━━ PROVIDED DATA
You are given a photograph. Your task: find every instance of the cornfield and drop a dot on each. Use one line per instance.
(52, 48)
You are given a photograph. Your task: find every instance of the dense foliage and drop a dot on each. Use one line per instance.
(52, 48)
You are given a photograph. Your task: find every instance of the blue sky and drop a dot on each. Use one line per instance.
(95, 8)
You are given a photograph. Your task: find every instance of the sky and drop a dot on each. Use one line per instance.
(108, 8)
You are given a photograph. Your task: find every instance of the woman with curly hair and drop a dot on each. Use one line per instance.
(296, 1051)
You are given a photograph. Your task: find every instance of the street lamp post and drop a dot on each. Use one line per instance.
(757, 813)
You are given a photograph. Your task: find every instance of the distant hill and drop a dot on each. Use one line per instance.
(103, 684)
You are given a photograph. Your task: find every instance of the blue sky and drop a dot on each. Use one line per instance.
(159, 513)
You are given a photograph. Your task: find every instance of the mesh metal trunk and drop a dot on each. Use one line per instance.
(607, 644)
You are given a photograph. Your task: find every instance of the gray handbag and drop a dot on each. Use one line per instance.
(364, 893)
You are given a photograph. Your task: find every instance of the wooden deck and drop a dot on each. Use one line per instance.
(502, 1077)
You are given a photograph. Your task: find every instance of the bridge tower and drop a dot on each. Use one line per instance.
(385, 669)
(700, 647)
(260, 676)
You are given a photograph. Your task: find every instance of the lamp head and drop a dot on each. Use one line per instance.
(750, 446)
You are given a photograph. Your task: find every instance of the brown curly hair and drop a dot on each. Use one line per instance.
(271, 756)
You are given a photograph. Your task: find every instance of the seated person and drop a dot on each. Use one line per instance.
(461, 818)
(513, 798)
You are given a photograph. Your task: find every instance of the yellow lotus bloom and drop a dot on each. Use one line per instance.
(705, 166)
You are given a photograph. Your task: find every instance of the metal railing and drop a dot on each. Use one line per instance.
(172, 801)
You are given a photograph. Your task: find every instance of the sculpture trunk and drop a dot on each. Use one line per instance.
━━━━
- PROBLEM DETAILS: Exactly as they are written, print the entries again.

- EXERCISE SOLUTION:
You are given a photograph. Your task: find every instance of the cornfield and drop a dot on each. Use one line per instance.
(52, 48)
You are given a photograph. Your task: find every instance of the dense foliage and drop a dot on each. Use one line per instance.
(52, 48)
You are given a photograph. Your task: find every instance of the blue sky and drop a dot on each. Use one line per instance.
(95, 8)
You are given a photograph. Your task: find every instance of the sky and drop a dot on each. Use one line per instance.
(108, 8)
You are given a photograph. Your task: find every instance of the woman with curly hair and drop a dot on each. Use one line per instance.
(296, 1051)
You are given a photograph. Your task: find every instance of the street lamp post and drop a dot on each. Use one line per instance.
(757, 813)
You are given a photograph. Your task: find every instance of the distant hill and drop a dot on each. Use one line per instance.
(103, 684)
You are given a photograph. Your task: find every instance of the blue sky and drop a dot on each. Use one line per instance.
(159, 513)
You are given a photograph. Your task: find every instance of the mesh metal trunk and drop a dot on each. Use one line per instance.
(607, 644)
You are given a photograph. Your task: find every instance of the gray handbag and drop a dot on each. Use one line per instance.
(364, 893)
You are given a photograph. Your task: find every instance of the wooden deck and drop a dot on each. Use one line per instance.
(502, 1077)
You are given a photograph. Your task: find every instance of the bridge tower and drop a dot on each. Use one line per instance.
(385, 669)
(700, 647)
(260, 676)
You are given a photograph. Your task: find every instance of the lamp head and drop a dot on each. Use one line per instance.
(750, 446)
You are given a photograph. Your task: find every instance of the brown curly hair and drop a dot on each. Use one line per instance.
(271, 756)
You are given a photograph. Your task: find every instance of the seated person and drop a dot on each. Use one line per instance.
(461, 818)
(513, 798)
You are given a photograph. Your task: find every instance of the yellow lotus bloom and drop a dot on each. Use one line per instance.
(705, 166)
You are given a photograph. Your task: find every instance of the metal railing and drop a dot on each. Use one line per instance.
(172, 801)
You are given a photograph. Your task: find every instance of the sculpture trunk and drop a dot on each. Use one line per instance.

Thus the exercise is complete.